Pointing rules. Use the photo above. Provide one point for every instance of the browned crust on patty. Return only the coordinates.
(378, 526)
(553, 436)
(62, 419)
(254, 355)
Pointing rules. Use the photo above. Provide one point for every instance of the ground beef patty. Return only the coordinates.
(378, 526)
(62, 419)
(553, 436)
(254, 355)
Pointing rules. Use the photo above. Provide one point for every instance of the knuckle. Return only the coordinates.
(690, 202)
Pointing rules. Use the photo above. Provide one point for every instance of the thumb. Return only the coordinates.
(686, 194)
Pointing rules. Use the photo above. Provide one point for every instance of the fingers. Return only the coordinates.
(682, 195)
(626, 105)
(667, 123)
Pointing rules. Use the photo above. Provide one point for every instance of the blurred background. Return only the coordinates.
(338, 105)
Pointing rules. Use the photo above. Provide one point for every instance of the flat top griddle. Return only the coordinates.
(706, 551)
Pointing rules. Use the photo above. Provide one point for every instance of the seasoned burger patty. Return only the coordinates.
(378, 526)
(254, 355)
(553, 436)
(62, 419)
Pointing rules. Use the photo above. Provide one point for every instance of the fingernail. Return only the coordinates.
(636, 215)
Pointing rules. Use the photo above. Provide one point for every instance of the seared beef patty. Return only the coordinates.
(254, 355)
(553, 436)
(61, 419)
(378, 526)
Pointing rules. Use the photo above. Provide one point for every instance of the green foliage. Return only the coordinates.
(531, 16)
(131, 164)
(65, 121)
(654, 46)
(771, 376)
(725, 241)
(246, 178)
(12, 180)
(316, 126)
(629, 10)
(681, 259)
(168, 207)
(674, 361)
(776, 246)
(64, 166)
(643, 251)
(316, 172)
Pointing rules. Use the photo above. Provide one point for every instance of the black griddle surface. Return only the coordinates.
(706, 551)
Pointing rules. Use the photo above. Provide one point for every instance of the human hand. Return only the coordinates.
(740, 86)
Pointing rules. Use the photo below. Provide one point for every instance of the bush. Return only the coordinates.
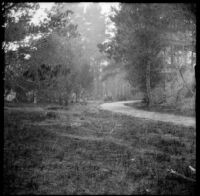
(108, 98)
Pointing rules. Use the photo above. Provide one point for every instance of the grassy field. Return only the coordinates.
(163, 109)
(82, 150)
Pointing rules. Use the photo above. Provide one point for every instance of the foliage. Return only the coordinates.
(139, 41)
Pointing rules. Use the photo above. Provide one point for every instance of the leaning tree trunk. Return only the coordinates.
(148, 84)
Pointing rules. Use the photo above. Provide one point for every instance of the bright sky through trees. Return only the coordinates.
(40, 14)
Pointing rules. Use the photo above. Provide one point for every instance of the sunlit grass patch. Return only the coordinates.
(83, 156)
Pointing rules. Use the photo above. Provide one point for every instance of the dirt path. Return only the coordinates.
(119, 107)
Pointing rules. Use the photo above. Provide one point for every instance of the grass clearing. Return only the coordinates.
(163, 109)
(110, 154)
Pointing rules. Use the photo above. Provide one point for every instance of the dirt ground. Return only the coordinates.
(120, 107)
(81, 149)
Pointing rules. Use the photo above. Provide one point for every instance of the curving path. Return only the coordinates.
(119, 107)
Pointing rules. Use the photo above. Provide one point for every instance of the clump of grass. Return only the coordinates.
(40, 161)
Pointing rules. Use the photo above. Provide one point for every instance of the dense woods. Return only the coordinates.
(72, 52)
(155, 44)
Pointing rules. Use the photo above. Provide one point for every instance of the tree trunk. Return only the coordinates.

******************************

▶ WORK REQUIRED:
Put every one of the lines above into a Markdown table with the columns "Row" and "Line," numbering the rows and leaving out blank lines. Leave the pictures out of your answer.

▶ OUTPUT:
| Row | Line |
|---|---|
| 1 | Pointing rules. Use the photo above. Provide one point for every instance of the browned crust on patty. Return only the coordinates. |
| 2 | (378, 526) |
| 3 | (553, 436) |
| 4 | (62, 419) |
| 5 | (254, 355) |
| 6 | Pointing rules. Use the photo above. Provide one point for every instance of the ground beef patty. Return only the coordinates. |
| 7 | (378, 526) |
| 8 | (62, 419) |
| 9 | (553, 436) |
| 10 | (254, 355) |
| 11 | Pointing rules. Use the photo above. Provide one point for every instance of the knuckle. Return only the coordinates. |
| 12 | (690, 202) |
| 13 | Pointing rules. Use the photo above. Provide one point for every instance of the thumb. Return only the coordinates. |
| 14 | (686, 194) |
| 15 | Pointing rules. Use the photo above. Provide one point for every instance of the fingers. Return only the coordinates. |
| 16 | (682, 195) |
| 17 | (626, 105) |
| 18 | (667, 123) |
| 19 | Pointing rules. Use the photo above. Provide one point for every instance of the blurred background. Return only the coordinates. |
| 20 | (338, 105) |
| 21 | Pointing rules. Use the photo above. Provide one point for every instance of the flat top griddle. Return only the coordinates. |
| 22 | (706, 551) |
| 23 | Pointing rules. Use the photo above. Provide one point for every instance of the seasoned burger patty. Return only the coordinates. |
| 24 | (378, 526) |
| 25 | (254, 355) |
| 26 | (553, 436) |
| 27 | (62, 419) |
| 28 | Pointing rules. Use the photo above. Provide one point for every instance of the fingernail. Return only the coordinates. |
| 29 | (636, 215) |
| 30 | Pointing rules. Use the photo above. Provide one point for every instance of the seared beef patty. Return only the coordinates. |
| 31 | (254, 355) |
| 32 | (553, 436) |
| 33 | (61, 419) |
| 34 | (378, 526) |
| 35 | Pointing rules. Use the photo above. Provide one point for every instance of the green foliage. Return only the coordinates. |
| 36 | (531, 16) |
| 37 | (131, 164) |
| 38 | (65, 121) |
| 39 | (654, 46) |
| 40 | (771, 376) |
| 41 | (725, 241) |
| 42 | (246, 178) |
| 43 | (12, 180) |
| 44 | (316, 126) |
| 45 | (629, 10) |
| 46 | (681, 259) |
| 47 | (168, 207) |
| 48 | (674, 361) |
| 49 | (776, 246) |
| 50 | (64, 166) |
| 51 | (643, 251) |
| 52 | (316, 172) |
| 53 | Pointing rules. Use the photo above. Provide one point for every instance of the black griddle surface. Return only the coordinates. |
| 54 | (706, 551) |
| 55 | Pointing rules. Use the photo above. Provide one point for every instance of the human hand. Return only the coordinates. |
| 56 | (740, 86) |
| 57 | Pointing rules. Use the photo below. Provide one point for every instance of the bush. Return only the coordinates. |
| 58 | (108, 98) |
| 59 | Pointing rules. Use the photo above. Provide one point for every instance of the grassy field. Return only the coordinates. |
| 60 | (163, 109) |
| 61 | (82, 150) |
| 62 | Pointing rules. Use the photo above. Provide one point for every instance of the foliage. Return only the coordinates. |
| 63 | (139, 41) |
| 64 | Pointing rules. Use the photo above. Provide one point for every instance of the leaning tree trunk. Return only the coordinates. |
| 65 | (148, 84) |
| 66 | Pointing rules. Use the photo above. Provide one point for every instance of the bright sky through trees. Return only the coordinates. |
| 67 | (40, 14) |
| 68 | Pointing rules. Use the photo above. Provide one point for every instance of the sunlit grass patch. Return only the coordinates. |
| 69 | (83, 156) |
| 70 | Pointing rules. Use the photo above. Provide one point for every instance of the dirt path. Return only the coordinates. |
| 71 | (119, 107) |
| 72 | Pointing rules. Use the photo above. Provide one point for every instance of the grass clearing. Return only the coordinates. |
| 73 | (163, 109) |
| 74 | (110, 154) |
| 75 | Pointing rules. Use the photo above. Provide one point for every instance of the dirt ground. Return only the coordinates. |
| 76 | (120, 107) |
| 77 | (81, 149) |
| 78 | Pointing rules. Use the photo above. Provide one point for every instance of the curving path. Return only the coordinates. |
| 79 | (119, 107) |
| 80 | Pointing rules. Use the photo above. Provide one point for every instance of the clump of grass. Return only the coordinates. |
| 81 | (40, 161) |
| 82 | Pointing rules. Use the photo above. Provide one point for every instance of the dense woods. Return only the coordinates. |
| 83 | (72, 52) |
| 84 | (155, 44) |
| 85 | Pointing rules. Use the photo above. Provide one point for every instance of the tree trunk. Return only the coordinates. |